■ Exercise materials
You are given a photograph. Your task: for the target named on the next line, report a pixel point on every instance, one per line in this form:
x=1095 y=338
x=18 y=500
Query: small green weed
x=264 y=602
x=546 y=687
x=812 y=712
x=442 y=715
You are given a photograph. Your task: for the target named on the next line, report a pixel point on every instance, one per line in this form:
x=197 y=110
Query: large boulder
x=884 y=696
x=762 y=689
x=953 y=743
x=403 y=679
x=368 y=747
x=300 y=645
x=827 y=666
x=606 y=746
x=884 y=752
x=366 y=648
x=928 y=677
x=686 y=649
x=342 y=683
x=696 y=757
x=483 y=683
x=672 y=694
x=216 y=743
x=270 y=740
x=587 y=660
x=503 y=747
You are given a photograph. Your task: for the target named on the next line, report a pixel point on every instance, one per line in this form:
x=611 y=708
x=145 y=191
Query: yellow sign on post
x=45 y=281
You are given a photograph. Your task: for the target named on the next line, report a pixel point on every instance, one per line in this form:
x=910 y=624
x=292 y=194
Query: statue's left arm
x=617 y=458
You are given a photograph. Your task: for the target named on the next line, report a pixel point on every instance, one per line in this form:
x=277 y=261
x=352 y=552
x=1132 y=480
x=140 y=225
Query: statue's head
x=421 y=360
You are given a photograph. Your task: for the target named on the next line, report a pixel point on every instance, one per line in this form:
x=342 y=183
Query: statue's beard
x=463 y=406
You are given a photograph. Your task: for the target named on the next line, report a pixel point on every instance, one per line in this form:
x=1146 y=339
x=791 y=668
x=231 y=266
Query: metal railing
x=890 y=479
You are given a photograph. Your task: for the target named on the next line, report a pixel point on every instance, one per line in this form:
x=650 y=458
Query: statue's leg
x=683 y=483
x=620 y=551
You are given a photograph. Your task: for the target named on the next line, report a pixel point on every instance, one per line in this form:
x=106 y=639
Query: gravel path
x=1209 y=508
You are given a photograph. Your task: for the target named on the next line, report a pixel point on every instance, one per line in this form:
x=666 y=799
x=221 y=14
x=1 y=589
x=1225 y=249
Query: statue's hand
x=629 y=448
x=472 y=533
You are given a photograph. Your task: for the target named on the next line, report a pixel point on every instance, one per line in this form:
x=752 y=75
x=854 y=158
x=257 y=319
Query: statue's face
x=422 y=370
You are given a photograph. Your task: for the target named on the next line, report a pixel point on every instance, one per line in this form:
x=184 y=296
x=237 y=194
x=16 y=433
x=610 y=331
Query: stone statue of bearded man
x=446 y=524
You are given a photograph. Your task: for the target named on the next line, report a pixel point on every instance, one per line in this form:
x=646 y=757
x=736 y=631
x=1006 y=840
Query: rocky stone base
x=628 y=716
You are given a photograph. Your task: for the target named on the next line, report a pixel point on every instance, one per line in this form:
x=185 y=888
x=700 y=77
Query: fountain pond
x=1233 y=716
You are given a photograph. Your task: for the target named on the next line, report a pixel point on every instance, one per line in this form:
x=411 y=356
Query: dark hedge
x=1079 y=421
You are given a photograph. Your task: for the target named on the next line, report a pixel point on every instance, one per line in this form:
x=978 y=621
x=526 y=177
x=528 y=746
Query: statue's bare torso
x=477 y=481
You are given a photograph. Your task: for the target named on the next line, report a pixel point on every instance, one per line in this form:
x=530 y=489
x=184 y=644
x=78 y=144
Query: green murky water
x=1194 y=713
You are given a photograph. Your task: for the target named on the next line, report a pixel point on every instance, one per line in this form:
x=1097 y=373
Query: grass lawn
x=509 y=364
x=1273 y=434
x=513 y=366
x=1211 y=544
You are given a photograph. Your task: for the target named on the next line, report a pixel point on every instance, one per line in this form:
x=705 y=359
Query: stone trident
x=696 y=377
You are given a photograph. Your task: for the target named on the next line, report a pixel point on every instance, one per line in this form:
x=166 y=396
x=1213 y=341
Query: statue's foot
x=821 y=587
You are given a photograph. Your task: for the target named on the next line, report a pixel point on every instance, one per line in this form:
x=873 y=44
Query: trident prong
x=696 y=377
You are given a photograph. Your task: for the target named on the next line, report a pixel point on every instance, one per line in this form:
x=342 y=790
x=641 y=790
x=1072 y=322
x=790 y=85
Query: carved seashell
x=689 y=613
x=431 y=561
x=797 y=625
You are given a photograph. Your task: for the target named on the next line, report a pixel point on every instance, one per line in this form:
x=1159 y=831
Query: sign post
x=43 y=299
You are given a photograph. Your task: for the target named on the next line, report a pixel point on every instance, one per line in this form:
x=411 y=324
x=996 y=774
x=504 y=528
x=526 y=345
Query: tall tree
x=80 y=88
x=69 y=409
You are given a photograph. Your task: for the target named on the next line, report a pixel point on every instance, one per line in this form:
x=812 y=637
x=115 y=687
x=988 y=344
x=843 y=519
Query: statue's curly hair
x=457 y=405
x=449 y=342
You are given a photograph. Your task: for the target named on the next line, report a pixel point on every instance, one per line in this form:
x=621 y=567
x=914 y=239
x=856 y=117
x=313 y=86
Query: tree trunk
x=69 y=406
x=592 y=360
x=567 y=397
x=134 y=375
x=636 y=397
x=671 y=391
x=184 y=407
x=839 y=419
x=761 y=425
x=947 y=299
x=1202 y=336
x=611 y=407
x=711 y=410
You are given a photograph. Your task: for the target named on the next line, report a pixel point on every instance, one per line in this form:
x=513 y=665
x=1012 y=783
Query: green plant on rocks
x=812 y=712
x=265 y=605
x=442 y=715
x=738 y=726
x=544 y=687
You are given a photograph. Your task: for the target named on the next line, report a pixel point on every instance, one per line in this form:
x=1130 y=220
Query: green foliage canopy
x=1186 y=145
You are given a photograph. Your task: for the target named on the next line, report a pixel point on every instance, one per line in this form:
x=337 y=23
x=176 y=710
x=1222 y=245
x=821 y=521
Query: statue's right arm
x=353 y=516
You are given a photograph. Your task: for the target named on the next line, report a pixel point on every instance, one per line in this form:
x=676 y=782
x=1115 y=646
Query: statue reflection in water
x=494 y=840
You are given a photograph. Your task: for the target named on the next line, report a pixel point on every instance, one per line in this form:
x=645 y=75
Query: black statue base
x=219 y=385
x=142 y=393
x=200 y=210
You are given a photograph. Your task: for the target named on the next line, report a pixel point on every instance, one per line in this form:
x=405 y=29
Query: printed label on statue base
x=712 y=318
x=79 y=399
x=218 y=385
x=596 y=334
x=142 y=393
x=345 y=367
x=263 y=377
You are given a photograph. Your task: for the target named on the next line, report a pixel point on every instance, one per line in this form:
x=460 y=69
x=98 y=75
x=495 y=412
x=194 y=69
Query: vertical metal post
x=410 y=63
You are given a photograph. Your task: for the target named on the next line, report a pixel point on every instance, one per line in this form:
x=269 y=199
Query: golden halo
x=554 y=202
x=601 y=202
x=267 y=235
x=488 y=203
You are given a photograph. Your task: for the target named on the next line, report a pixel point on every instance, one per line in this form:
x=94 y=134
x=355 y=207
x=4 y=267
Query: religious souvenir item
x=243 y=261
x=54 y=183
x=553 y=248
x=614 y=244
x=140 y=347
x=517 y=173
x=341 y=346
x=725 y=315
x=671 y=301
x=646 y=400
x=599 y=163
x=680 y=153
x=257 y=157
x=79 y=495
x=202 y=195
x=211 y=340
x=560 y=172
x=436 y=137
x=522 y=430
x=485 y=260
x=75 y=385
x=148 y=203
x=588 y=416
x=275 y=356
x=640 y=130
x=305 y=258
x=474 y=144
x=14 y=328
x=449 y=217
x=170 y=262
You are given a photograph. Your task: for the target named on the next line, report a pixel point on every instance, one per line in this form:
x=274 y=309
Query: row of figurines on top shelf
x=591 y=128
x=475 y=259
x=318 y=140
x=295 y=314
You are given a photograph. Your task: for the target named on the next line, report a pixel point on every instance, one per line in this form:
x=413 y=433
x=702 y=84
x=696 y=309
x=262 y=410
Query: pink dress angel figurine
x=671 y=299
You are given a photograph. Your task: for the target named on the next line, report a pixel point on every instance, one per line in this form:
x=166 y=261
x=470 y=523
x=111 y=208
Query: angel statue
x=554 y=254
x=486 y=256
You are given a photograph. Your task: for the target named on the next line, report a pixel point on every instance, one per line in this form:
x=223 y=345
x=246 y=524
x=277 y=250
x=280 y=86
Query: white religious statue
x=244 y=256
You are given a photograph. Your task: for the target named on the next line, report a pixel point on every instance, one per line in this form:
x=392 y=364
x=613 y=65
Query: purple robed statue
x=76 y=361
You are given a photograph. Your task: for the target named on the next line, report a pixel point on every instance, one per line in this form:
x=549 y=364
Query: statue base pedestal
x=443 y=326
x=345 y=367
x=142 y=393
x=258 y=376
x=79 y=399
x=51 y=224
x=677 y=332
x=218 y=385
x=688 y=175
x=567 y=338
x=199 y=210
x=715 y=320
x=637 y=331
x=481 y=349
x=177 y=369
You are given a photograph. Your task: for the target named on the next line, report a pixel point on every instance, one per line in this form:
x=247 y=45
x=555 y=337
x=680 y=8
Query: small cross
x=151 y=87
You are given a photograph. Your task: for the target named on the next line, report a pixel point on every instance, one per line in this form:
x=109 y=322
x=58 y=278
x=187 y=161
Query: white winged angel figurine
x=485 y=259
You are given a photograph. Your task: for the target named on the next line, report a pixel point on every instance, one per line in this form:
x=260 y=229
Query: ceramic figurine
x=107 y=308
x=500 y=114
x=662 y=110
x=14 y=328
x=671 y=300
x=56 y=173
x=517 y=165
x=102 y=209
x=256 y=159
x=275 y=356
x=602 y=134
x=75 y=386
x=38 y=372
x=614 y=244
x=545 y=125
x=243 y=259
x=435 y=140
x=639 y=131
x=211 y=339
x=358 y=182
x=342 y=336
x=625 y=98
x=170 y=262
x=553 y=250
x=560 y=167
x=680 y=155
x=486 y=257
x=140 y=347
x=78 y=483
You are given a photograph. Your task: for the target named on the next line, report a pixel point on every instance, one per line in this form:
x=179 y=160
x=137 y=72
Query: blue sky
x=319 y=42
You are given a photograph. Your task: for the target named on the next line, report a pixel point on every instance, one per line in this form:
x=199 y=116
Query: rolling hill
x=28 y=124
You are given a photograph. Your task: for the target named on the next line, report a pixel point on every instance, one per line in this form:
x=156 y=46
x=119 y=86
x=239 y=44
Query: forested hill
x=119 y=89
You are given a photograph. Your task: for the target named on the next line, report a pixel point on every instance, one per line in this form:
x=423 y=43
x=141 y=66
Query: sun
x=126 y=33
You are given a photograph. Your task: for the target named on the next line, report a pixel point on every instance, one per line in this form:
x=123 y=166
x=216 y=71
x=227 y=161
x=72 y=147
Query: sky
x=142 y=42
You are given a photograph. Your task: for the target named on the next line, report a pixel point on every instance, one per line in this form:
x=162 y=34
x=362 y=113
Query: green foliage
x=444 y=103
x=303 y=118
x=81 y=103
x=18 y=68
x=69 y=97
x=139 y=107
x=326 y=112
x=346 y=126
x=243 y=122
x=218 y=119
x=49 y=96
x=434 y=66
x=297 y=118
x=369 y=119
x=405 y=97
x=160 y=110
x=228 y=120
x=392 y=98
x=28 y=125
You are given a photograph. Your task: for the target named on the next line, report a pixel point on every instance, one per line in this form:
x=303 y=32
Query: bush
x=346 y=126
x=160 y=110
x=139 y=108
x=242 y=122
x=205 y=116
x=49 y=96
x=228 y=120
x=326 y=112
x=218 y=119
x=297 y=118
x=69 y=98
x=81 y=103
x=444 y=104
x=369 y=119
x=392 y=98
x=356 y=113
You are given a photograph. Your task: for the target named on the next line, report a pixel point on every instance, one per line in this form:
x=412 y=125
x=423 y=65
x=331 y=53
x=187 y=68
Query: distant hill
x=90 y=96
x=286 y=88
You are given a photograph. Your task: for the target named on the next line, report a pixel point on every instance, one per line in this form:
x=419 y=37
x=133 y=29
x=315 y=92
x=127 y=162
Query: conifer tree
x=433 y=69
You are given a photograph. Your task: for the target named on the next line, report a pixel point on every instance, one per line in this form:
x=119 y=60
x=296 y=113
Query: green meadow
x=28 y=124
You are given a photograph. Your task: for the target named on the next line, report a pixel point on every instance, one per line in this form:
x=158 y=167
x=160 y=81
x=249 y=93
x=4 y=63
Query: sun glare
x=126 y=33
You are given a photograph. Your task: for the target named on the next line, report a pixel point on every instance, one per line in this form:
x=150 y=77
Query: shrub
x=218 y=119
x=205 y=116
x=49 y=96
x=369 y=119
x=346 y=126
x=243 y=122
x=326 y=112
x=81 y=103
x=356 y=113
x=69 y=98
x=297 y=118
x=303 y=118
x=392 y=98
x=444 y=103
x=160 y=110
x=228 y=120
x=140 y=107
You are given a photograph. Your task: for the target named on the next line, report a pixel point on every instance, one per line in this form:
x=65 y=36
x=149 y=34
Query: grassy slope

■ Problem statement
Write down, word for word, the lines above from the one containing "x=166 y=261" through the one containing "x=260 y=229", both ends included.

■ Exercise output
x=166 y=261
x=470 y=523
x=111 y=208
Query: angel statue
x=554 y=254
x=486 y=256
You are given a photograph. Your task: for the target named on the next line, report a pixel point on every instance, one per line in this form:
x=223 y=345
x=246 y=524
x=277 y=250
x=280 y=86
Query: white religious statue
x=244 y=256
You are given a photograph. Your task: for the target named on the next line, report a pixel point on every instance, one per line in this form:
x=392 y=364
x=613 y=65
Query: purple robed statue
x=76 y=361
You are given a photograph. Your task: for the target named on the next line, report a pixel point on every instance, one per line in this form:
x=549 y=364
Query: statue base pedestal
x=443 y=326
x=345 y=367
x=142 y=393
x=258 y=376
x=79 y=399
x=51 y=224
x=677 y=332
x=218 y=385
x=688 y=175
x=567 y=338
x=199 y=210
x=715 y=320
x=637 y=331
x=481 y=349
x=177 y=369
You are given a photograph. Your task: for the target named on the next line, report a pixel point on every instance, one per line in this form:
x=247 y=45
x=555 y=337
x=680 y=8
Query: small cross
x=151 y=87
You are given a photograph. Your task: for the target named on the next line, report a pixel point on every instance, one per line in this form:
x=109 y=322
x=58 y=278
x=187 y=161
Query: white winged angel figurine
x=485 y=259
You are given a photograph. Your task: for the target named on the next line, report a pixel point on every instance, one per line in this form:
x=260 y=229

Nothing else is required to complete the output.